**ARTICLE**
########
Though I am weary to ever worship at anyone’s feet, I am totally worshiping at Copeland’s feet.  Highly recommended.

35 (dir. Maggie Zhus)

Anyone familiar with trans rights will be familiar with this number 35’s devastating significance, and in Eseoghene Obrimah (Writer/Producer) and Maggie Zhus’ (Director) short, the cold bureaucracy of this statistic is made surreal. Tonia Stanwell (Freyhja Ravencroft) navigates a transient office on her birthday facing off with people, material and mannequin, whilst dealing with the unreality of the experience with violence as a Black trans woman. 

NEGRUM3 (dir. Diego Paulino)

NEGRUM3 (SQIFF)

Building from theatrical self-reflection in broken mirrors and sequins, NEGRUM3 follows an afro-futurist vision of black transness. Glitchy and housey, this is a declaration and actual party: Aretha notes, “Blackness for me is the wonderful slimy shine, the shine which is above”. Worried at points that the flashy construction would overshadow the serious statements of the speakers, the film is punchy so that the critiques are equal to the sum of the celebrations.
########
**DATASET CONTENT**
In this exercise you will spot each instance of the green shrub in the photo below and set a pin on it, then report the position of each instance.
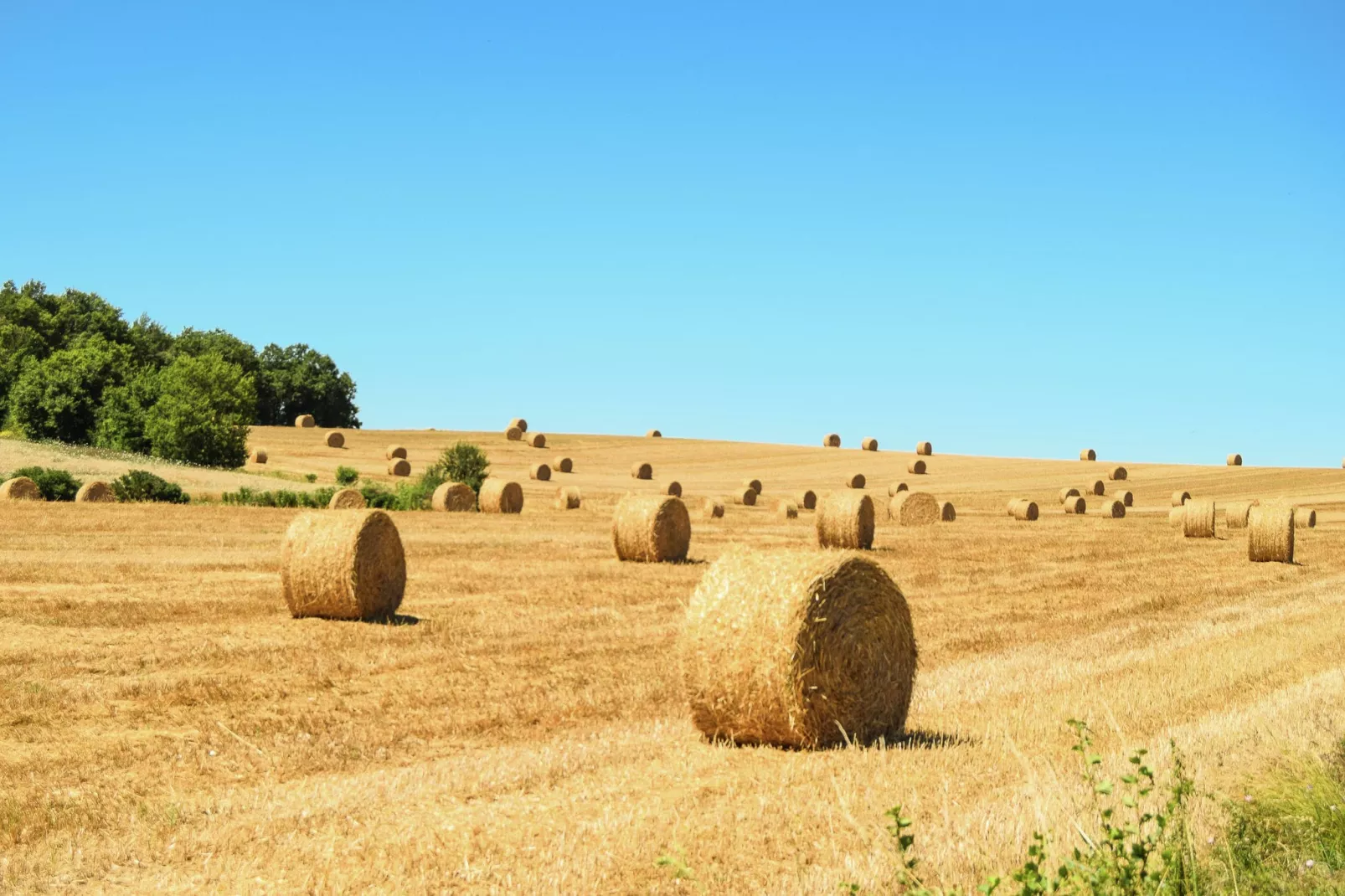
########
**PROBLEM TO WORK ON**
Reproduce the passage of the film review from "Anyone familiar with" up to and including "Black trans woman.", swapping "office" for "workplace".

**CORRECT RESULT**
Anyone familiar with trans rights will be familiar with this number 35’s devastating significance, and in Eseoghene Obrimah (Writer/Producer) and Maggie Zhus’ (Director) short, the cold bureaucracy of this statistic is made surreal. Tonia Stanwell (Freyhja Ravencroft) navigates a transient workplace on her birthday facing off with people, material and mannequin, whilst dealing with the unreality of the experience with violence as a Black trans woman.